* **TASK PROMPT**:
Each entry below is to be copied verbatim, with no line missing.

* **RECORDS**:
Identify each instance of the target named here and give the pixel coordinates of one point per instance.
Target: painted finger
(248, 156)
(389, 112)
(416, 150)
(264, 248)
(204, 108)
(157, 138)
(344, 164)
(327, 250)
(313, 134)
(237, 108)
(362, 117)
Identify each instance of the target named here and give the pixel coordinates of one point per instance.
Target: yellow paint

* **EXERCISE SOLUTION**:
Identify each instance of the target named here and give the pixel coordinates of one point per instance.
Target: painted finger
(248, 156)
(389, 112)
(416, 150)
(264, 248)
(204, 108)
(157, 138)
(344, 164)
(327, 250)
(313, 134)
(237, 108)
(362, 117)
Identify each instance of the target named here and give the pixel coordinates of one point per instance.
Target: yellow paint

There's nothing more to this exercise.